--- WYMAGANIA ZADANIA ---
Należy wypisać wszystkie poniższe rekordy wiersz po wierszu, bez żadnych zmian. Obrazy należy pominąć.

--- DANE WEJŚCIOWE ---
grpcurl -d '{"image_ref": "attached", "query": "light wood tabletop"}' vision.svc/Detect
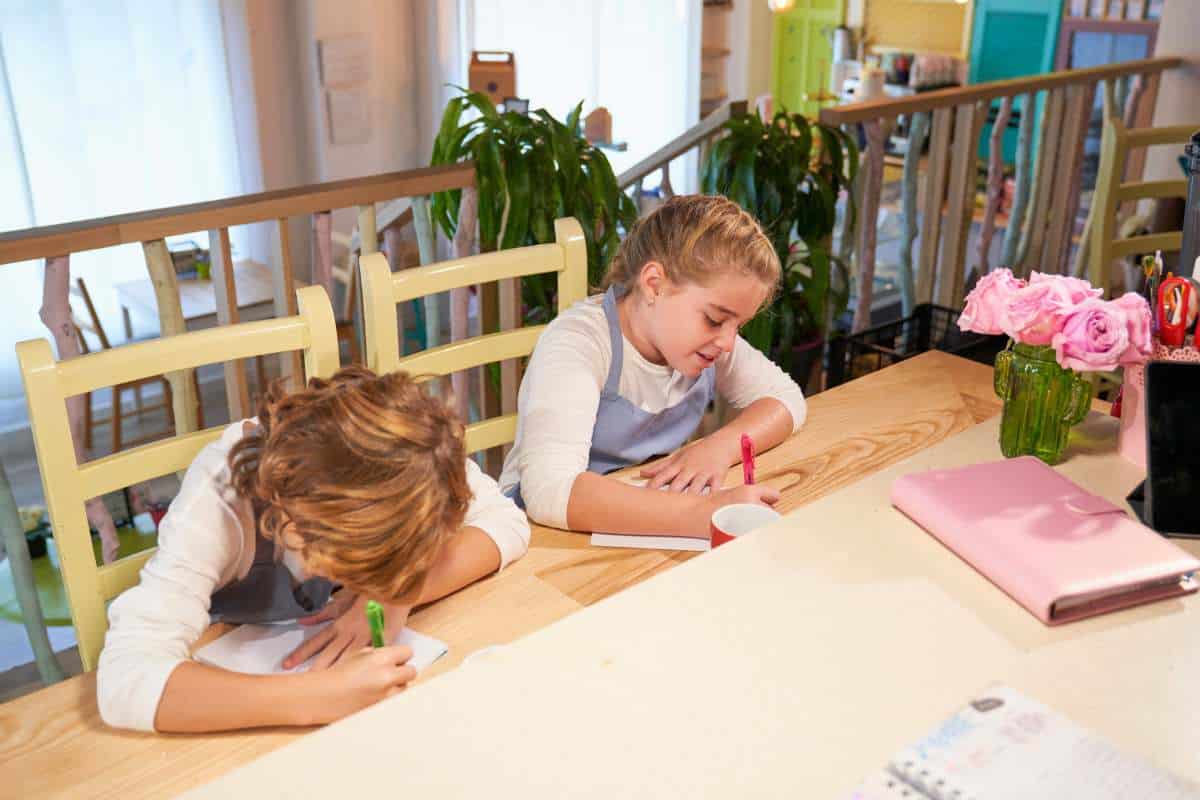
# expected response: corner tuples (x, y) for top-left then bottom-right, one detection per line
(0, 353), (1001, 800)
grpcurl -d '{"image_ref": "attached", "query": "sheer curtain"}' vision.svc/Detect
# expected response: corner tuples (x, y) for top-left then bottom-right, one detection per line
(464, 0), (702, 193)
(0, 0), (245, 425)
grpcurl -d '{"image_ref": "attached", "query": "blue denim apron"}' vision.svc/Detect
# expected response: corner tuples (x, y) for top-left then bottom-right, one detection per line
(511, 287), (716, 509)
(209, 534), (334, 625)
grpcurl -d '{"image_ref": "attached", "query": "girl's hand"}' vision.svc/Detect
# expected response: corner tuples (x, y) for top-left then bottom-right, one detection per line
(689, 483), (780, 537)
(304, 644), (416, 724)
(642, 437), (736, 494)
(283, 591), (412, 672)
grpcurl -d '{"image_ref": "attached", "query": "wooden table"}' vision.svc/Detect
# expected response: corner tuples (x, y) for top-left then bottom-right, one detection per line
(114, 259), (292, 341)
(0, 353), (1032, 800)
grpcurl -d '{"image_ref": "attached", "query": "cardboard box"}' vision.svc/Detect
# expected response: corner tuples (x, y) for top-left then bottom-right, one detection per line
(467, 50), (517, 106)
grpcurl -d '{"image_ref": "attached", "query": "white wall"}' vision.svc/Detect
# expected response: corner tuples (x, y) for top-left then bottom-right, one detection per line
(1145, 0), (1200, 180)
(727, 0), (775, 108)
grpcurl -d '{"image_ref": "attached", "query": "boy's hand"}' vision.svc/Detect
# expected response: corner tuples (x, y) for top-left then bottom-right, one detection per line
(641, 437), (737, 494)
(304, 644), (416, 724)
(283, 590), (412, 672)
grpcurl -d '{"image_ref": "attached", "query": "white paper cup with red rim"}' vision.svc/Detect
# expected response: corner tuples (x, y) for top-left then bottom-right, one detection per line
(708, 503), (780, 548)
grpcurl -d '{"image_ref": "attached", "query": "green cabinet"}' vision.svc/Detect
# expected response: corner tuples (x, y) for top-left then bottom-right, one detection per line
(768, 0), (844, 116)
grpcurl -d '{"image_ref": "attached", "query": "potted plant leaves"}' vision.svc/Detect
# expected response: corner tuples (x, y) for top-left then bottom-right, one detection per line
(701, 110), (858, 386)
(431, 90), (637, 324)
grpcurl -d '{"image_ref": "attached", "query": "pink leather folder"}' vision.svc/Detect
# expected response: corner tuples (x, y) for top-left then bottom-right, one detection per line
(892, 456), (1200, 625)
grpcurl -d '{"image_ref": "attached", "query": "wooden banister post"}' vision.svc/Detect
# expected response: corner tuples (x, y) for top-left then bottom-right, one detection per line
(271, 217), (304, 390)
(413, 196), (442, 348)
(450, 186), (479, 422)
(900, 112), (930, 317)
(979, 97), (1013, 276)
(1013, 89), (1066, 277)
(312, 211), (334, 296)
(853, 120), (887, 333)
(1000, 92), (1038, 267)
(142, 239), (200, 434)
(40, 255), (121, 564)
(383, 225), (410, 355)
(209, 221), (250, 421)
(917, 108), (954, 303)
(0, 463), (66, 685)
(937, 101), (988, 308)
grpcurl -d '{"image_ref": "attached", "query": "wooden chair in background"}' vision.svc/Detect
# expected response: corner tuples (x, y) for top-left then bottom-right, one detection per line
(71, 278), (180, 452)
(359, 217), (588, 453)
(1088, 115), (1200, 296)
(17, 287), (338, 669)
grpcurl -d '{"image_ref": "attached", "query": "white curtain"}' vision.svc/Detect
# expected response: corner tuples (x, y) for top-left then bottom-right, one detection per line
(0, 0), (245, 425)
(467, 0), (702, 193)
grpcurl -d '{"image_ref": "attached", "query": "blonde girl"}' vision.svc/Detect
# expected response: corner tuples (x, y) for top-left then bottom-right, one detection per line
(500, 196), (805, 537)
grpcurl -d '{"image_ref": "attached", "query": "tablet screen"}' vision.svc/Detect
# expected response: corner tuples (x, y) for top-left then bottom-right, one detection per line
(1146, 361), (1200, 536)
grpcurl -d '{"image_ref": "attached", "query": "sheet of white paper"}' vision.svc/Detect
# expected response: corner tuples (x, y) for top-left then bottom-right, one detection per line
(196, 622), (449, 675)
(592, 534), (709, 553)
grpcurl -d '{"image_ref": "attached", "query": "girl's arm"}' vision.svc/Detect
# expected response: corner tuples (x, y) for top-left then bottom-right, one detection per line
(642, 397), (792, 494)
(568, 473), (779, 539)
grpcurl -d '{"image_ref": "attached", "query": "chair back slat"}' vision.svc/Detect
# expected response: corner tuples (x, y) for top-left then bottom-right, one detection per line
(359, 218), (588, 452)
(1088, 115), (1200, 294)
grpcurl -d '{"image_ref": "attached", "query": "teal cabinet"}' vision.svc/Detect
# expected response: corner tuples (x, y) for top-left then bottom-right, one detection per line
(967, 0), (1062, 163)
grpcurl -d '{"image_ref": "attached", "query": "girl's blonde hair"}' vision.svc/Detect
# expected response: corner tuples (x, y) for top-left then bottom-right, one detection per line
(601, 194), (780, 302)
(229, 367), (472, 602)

--- WYNIK ĆWICZENIA ---
grpcurl -d '{"image_ref": "attached", "query": "light wood tabletop"}' vision.svc/Detect
# expected response: corner tuples (x, y) for top-left then bottom-right, one detection per line
(0, 353), (1001, 800)
grpcurl -d '{"image_ref": "attached", "query": "sheer curtain"}' vision.svc/Detect
# expected response: corner tuples (x, y) for top-left then bottom-right, one detection per line
(464, 0), (702, 193)
(0, 0), (245, 425)
grpcurl -d '{"image_ref": "attached", "query": "blue denim apron"}' vision.svc/Detect
# expected response: corner tuples (x, y) for top-left then bottom-right, one detection per line
(511, 287), (716, 509)
(209, 534), (334, 625)
grpcurl -d '{"image_ref": "attached", "query": "girl's hand"}' vision.svc/Detect
# expected response: corner tuples (x, y) for top-left then bottom-right, one detection per line
(689, 483), (780, 537)
(304, 644), (416, 724)
(642, 437), (736, 494)
(283, 591), (412, 672)
grpcurl -d '{"image_ref": "attached", "query": "wooden table"}' vision.svc/Detect
# expected response: corner tuples (x, y) for top-left then bottom-right, one detection per line
(114, 259), (292, 341)
(0, 353), (1032, 800)
grpcurl -d '{"image_ref": "attached", "query": "cardboard box"}' vision.svc/Detect
# expected response: corner tuples (x, y) for top-left then bottom-right, one detection per line
(467, 50), (517, 106)
grpcurl -d '{"image_ref": "attached", "query": "white wall"}' vision.svc/Detect
# expected response: corner tuples (x, y) for top-left then bottom-right, one detection per line
(1145, 0), (1200, 180)
(727, 0), (775, 108)
grpcurl -d '{"image_ref": "attached", "query": "boy's hand"}' vision.svc/Detect
# expected response: corner tuples (x, y) for top-left then bottom-right, one detection per line
(641, 437), (737, 494)
(304, 644), (416, 724)
(283, 590), (412, 672)
grpcurl -d '{"image_ref": "attached", "query": "white paper cup with red rim"}' vision.svc/Detect
# expected response: corner tuples (x, y) for top-left then bottom-right, one detection per line
(708, 503), (780, 548)
grpcurl -d '{"image_ref": "attached", "query": "green cabinet"}' vision.svc/Detect
# expected response: corner tuples (x, y) for top-left then bottom-right, one detection per line
(768, 0), (844, 116)
grpcurl -d '{"image_ref": "attached", "query": "potted plant leaves"}' vision.svc/Detect
# expected response: corner tuples (x, y) for top-left then bottom-right, one detection per line
(701, 110), (858, 386)
(431, 90), (637, 324)
grpcurl -d '{"image_ref": "attached", "query": "pink leather folder"}' vision.svc/Detect
# expected response: corner tuples (x, y) for top-left then bottom-right, one detection per line
(892, 456), (1200, 625)
grpcurl -d '{"image_ref": "attached", "query": "wooden banister post"}' vision.svc/Detect
# expected response: corner tuples (x, y) for top-left then bottom-right, one detection per line
(271, 217), (304, 390)
(413, 196), (442, 348)
(450, 186), (479, 422)
(900, 112), (930, 317)
(979, 97), (1013, 276)
(1013, 89), (1066, 277)
(312, 211), (334, 296)
(853, 120), (887, 333)
(1000, 92), (1038, 267)
(142, 239), (200, 434)
(40, 255), (121, 564)
(383, 225), (410, 355)
(209, 221), (250, 421)
(917, 108), (954, 303)
(0, 463), (66, 685)
(937, 101), (988, 308)
grpcurl -d '{"image_ref": "attached", "query": "wooden chair in background"}' vision.svc/Detect
# expected response: corner tuples (x, y) for top-left then bottom-right, one detection per line
(71, 278), (180, 452)
(359, 217), (588, 453)
(1088, 115), (1200, 296)
(17, 287), (338, 669)
grpcurl -d '{"image_ref": "attached", "query": "white curtain"}' vision.svc/Detect
# expected response: corner tuples (x, y) for top-left then bottom-right, one detection per line
(0, 0), (245, 425)
(467, 0), (702, 193)
grpcurl -d '{"image_ref": "attached", "query": "blonde girl"}' vision.svc/Detect
# expected response: corner tuples (x, y) for top-left then bottom-right, one detection per line
(500, 196), (805, 537)
grpcurl -d '{"image_ref": "attached", "query": "tablet screen"}' vision.svc/Detect
# expected response: corner tuples (x, y) for top-left then bottom-right, one detection per line
(1146, 361), (1200, 536)
grpcurl -d '{"image_ref": "attached", "query": "sheet of white paper"}' vision.svc/Detect
# expected response: corner tuples (x, y) for top-left then bottom-right, one detection per line
(196, 622), (449, 675)
(592, 534), (709, 553)
grpcurl -d '{"image_ref": "attached", "query": "girl's arm"}' vision.svc/Detect
# expected response: corner tuples (x, y) for top-left then bottom-right, one detection per line
(642, 397), (792, 494)
(568, 473), (779, 539)
grpcurl -d '{"image_ref": "attached", "query": "chair back slat"}' vision.svc/Detect
# expected response: corner tuples (x, y) for top-left then bottom-right, one detection per line
(359, 218), (588, 452)
(1088, 115), (1200, 294)
grpcurl -d '{"image_ref": "attached", "query": "teal cabinet"}' vision.svc/Detect
# expected response: corner tuples (x, y) for top-left then bottom-right, one detection per line
(967, 0), (1062, 163)
grpcurl -d '{"image_ref": "attached", "query": "girl's blonde hair"}' vision.svc/Detect
# expected response: corner tuples (x, y) for top-left then bottom-right, one detection per line
(601, 194), (780, 302)
(229, 367), (472, 602)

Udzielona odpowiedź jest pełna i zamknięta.